>> Start Recorded data
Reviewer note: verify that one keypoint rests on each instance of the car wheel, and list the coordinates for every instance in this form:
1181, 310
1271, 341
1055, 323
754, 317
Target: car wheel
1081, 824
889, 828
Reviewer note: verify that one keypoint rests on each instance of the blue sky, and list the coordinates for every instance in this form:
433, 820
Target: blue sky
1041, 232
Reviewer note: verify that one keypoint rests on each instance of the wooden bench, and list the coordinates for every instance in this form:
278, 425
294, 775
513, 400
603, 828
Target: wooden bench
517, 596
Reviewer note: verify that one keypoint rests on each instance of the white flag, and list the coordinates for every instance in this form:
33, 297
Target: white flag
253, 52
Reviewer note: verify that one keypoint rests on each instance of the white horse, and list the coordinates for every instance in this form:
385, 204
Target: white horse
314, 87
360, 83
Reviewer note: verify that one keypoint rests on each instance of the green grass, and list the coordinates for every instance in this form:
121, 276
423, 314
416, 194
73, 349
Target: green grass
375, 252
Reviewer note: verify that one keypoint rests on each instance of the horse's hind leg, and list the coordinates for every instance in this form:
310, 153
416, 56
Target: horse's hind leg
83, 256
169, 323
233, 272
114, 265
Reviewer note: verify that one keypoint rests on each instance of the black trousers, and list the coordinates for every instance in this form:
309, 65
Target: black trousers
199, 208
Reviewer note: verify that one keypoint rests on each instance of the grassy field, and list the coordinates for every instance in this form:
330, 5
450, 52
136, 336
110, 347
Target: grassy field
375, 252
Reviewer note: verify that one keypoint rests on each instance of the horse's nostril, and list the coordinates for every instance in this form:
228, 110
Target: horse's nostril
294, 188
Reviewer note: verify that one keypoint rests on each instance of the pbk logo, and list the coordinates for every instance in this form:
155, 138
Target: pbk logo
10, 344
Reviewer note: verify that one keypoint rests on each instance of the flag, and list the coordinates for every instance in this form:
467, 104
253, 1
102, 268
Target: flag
>> End Recorded data
Required work> Quote all of the entries verbatim.

Final answer>
Reviewer note: verify that one keypoint rests on each instance of the car wheel, and list the coordinates for every instance in this form:
1181, 310
1271, 341
1055, 323
754, 317
Target: car wheel
1081, 824
889, 828
Reviewer note: verify that one keypoint rests on each instance of the blue sky, and list the coordinates for every instance in this form:
433, 820
Target: blue sky
1041, 232
Reviewer note: verify that one keypoint rests on each instance of the wooden bench, and list the coordinates for every instance in this form:
278, 425
294, 775
513, 400
603, 828
Target: wooden bench
517, 596
Reviewer note: verify that one keypoint rests on each instance of the white flag, and list the coordinates for every instance in this form:
33, 297
Target: white flag
253, 52
Reviewer note: verify that one keypoint rests on each instance of the white horse, and list the coordinates for every instance in this form:
385, 204
Target: white horse
314, 87
360, 83
Reviewer note: verify that one keypoint rests on each instance of the green grass, and list the coordinates for every instance in this form:
121, 276
423, 314
416, 194
73, 349
Target: green grass
375, 252
Reviewer note: verify that one keypoint rests on each instance of the horse's hind leg, and list the coordinates for every instance in this form:
310, 153
416, 56
Target: horse's hind leg
83, 256
169, 323
233, 272
114, 265
Reviewer note: verify that one keypoint rests on each instance of the black trousers, and list the coordinates for every instance in this form:
309, 65
Target: black trousers
199, 208
Reviewer note: verify that one keypoint rests on each instance of the grassy field, and list the coordinates for every instance in this form:
330, 5
450, 52
136, 336
110, 347
Target: grassy field
375, 252
Reviewer note: verify that one keypoint rests on each instance of the horse's nostril, and list the coordinates for every instance in this form:
228, 110
Target: horse's nostril
294, 188
Reviewer note: verify that one keypoint rests on each instance of the pbk logo, and list the coordinates for every instance in this form:
155, 138
Target: pbk logo
10, 344
Reviewer note: verify that one keypoint rests on each instance of the flag, and list the coordinates for every instance in this form:
467, 104
253, 1
102, 268
Target: flag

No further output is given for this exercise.